#### INFORMATION GIVEN
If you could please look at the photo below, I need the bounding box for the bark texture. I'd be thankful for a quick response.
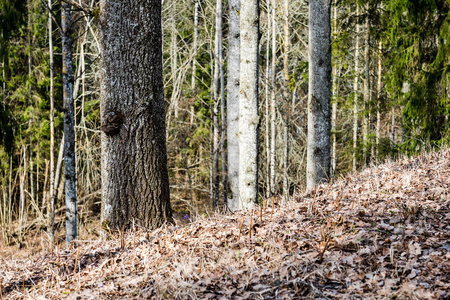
[239,0,259,209]
[100,0,172,230]
[62,2,77,245]
[226,0,240,210]
[306,0,332,190]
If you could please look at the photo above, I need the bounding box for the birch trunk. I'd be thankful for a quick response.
[48,0,56,242]
[100,0,172,230]
[62,2,77,246]
[239,0,259,209]
[227,0,240,210]
[270,0,276,195]
[306,0,332,190]
[353,6,359,172]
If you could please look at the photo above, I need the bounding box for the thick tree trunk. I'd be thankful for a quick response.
[62,2,77,246]
[270,0,276,196]
[239,0,259,209]
[353,6,359,172]
[227,0,240,210]
[306,0,332,190]
[100,0,172,230]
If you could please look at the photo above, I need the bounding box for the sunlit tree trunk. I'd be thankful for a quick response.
[100,0,172,230]
[239,0,259,209]
[270,0,276,195]
[331,1,337,177]
[62,2,77,246]
[227,0,240,209]
[306,0,332,190]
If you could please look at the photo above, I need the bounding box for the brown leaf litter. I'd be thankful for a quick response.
[1,149,449,299]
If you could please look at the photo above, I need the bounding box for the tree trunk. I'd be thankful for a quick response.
[62,2,77,246]
[376,41,382,157]
[212,0,222,210]
[270,0,276,196]
[353,6,359,172]
[227,0,240,210]
[363,5,370,166]
[100,0,172,230]
[306,0,332,190]
[191,0,199,91]
[331,1,337,177]
[282,0,289,202]
[239,0,259,209]
[265,3,270,199]
[48,0,56,242]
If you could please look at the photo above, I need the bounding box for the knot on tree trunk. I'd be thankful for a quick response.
[101,110,124,136]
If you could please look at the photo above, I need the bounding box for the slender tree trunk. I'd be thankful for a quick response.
[376,41,382,157]
[48,0,56,242]
[227,0,240,210]
[212,0,223,210]
[363,5,370,166]
[100,0,172,230]
[352,6,360,172]
[265,3,270,199]
[62,2,77,246]
[270,0,276,195]
[331,1,338,177]
[306,0,332,190]
[282,0,289,202]
[220,39,227,208]
[239,0,259,209]
[191,0,199,90]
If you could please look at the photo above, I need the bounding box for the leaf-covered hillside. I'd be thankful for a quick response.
[1,149,449,299]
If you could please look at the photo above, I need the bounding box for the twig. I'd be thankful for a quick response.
[73,249,80,274]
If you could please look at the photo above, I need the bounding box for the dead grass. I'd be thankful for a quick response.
[1,149,449,299]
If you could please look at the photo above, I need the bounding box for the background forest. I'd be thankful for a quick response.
[0,0,449,246]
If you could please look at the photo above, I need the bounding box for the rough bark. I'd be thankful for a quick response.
[306,0,332,190]
[62,2,77,245]
[265,3,270,199]
[331,1,337,177]
[226,0,240,210]
[100,0,172,230]
[239,0,259,209]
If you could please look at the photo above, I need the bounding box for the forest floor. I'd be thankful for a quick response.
[1,149,449,299]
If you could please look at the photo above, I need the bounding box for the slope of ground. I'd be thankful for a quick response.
[1,149,449,299]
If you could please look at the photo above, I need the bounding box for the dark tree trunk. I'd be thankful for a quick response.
[62,2,77,245]
[99,0,172,230]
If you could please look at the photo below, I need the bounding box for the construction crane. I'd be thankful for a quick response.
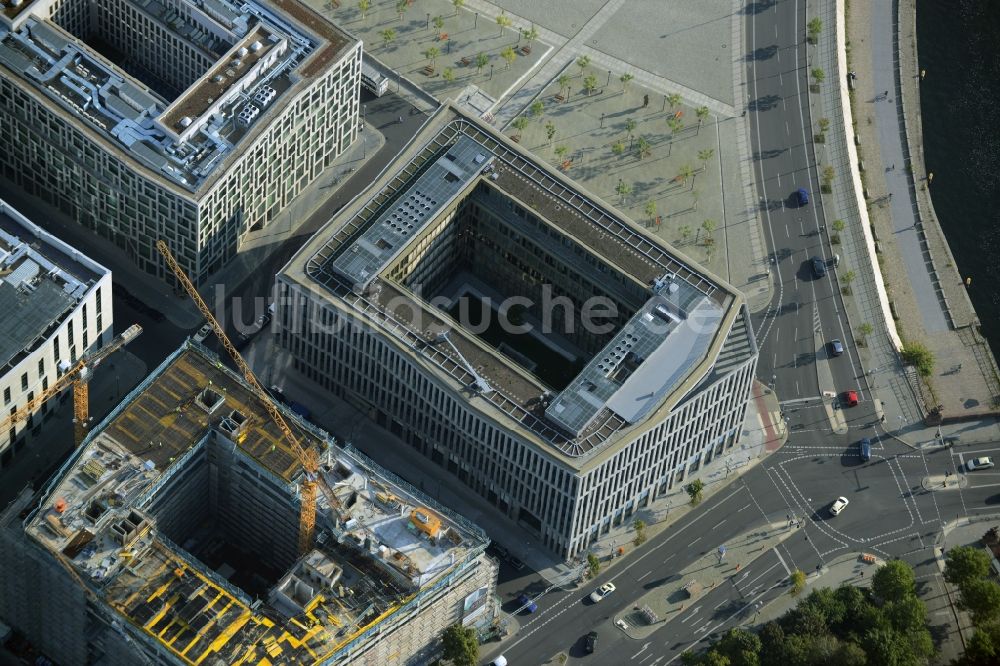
[0,324,142,448]
[156,240,342,555]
########
▸ **PROBLEM TO SOLVE**
Give back every record exactly, dropping its pictures.

▸ **TASK SOLUTION**
If you could please look at the photo below, I need the bounding box for the bark texture. I'd be thankful for a quick response.
[239,0,259,209]
[100,0,172,230]
[62,2,77,245]
[226,0,240,210]
[306,0,332,190]
If you could please look at the photo above, I need the bounding box for the birch trunk. I'd be thankful for a quick response.
[48,0,56,242]
[100,0,172,230]
[62,2,77,246]
[239,0,259,209]
[227,0,240,210]
[270,0,276,195]
[306,0,332,190]
[353,6,359,172]
If you could please look at the photo above, I need the bounding box for the thick tree trunk. I'd be thankful for a quick response.
[62,2,77,246]
[270,0,276,196]
[239,0,259,209]
[353,6,359,172]
[227,0,240,210]
[306,0,332,190]
[100,0,172,230]
If you could please look at the photo above, I need the bounding box for the sunlit tree trunk. I'd be thankful for a quick response.
[100,0,172,230]
[239,0,259,209]
[270,0,276,195]
[331,1,337,177]
[62,2,77,246]
[227,0,240,209]
[306,0,332,190]
If you could please look at the photo above, I need the bounding box for the brown leaf litter. I'd be thankful for a quick response.
[1,149,449,299]
If you could please look at the photo above, I need the bounding box for the tree trunk. I'd be thankful for a quick response.
[62,2,77,246]
[376,41,382,157]
[212,0,222,210]
[270,0,276,196]
[353,6,359,172]
[227,0,240,210]
[363,5,370,166]
[100,0,172,230]
[306,0,332,190]
[191,0,199,91]
[331,1,337,177]
[282,0,289,202]
[239,0,259,209]
[265,3,270,199]
[48,0,56,242]
If you could please look at the photo above, I need the bounding box for the knot on tree trunk. I'd be thankful for a quick response.
[101,110,124,136]
If you could please look at the photo above, I need the bounding box for the slender tree trunk. I'd be thankful for a quick response.
[376,41,382,157]
[48,0,56,242]
[227,0,240,210]
[212,0,223,210]
[363,5,370,166]
[100,0,172,230]
[352,6,360,172]
[265,3,270,199]
[62,2,77,246]
[270,0,276,195]
[331,1,338,177]
[306,0,332,190]
[282,0,289,202]
[220,39,227,208]
[239,0,259,209]
[191,0,199,90]
If you could please look at the photo above, I need the bounding box for the leaf-covered hillside. I'd be thankful for a quick response.
[1,149,449,299]
If you could please look at the photo above, I need the bounding box for the twig. I'd be thankful for a quick response.
[73,249,80,274]
If you could please look at the photo above, I need the bounding box for the dead grass. I'd be thankful for a quick response.
[1,149,449,299]
If you could please look at the photo above, I need the bounding box for the background forest. I'd be thankful for a quick response.
[0,0,449,246]
If you could please look at the photo above, I need the bounding box for the rough bark. I'd be thankful for a quick response.
[306,0,332,190]
[62,2,77,245]
[265,3,270,199]
[331,1,337,177]
[226,0,240,210]
[100,0,172,230]
[239,0,259,209]
If you could please look at the photo above, I need the bounding box for the forest floor. I'd be thankful for a quick response.
[1,149,449,299]
If you could please look at the photo above, I need the bounding box for the slope of ground. I'd be thankful for a quick response.
[1,149,449,299]
If you could please look at the photo above, I need the bounding box for the dark tree trunk. I'd be thankful for a quick response.
[62,2,77,245]
[99,0,172,230]
If you could please look at the photo below, I need the bounding box for the construction crane. I'd be thankful for a quick response.
[0,324,142,448]
[156,240,342,555]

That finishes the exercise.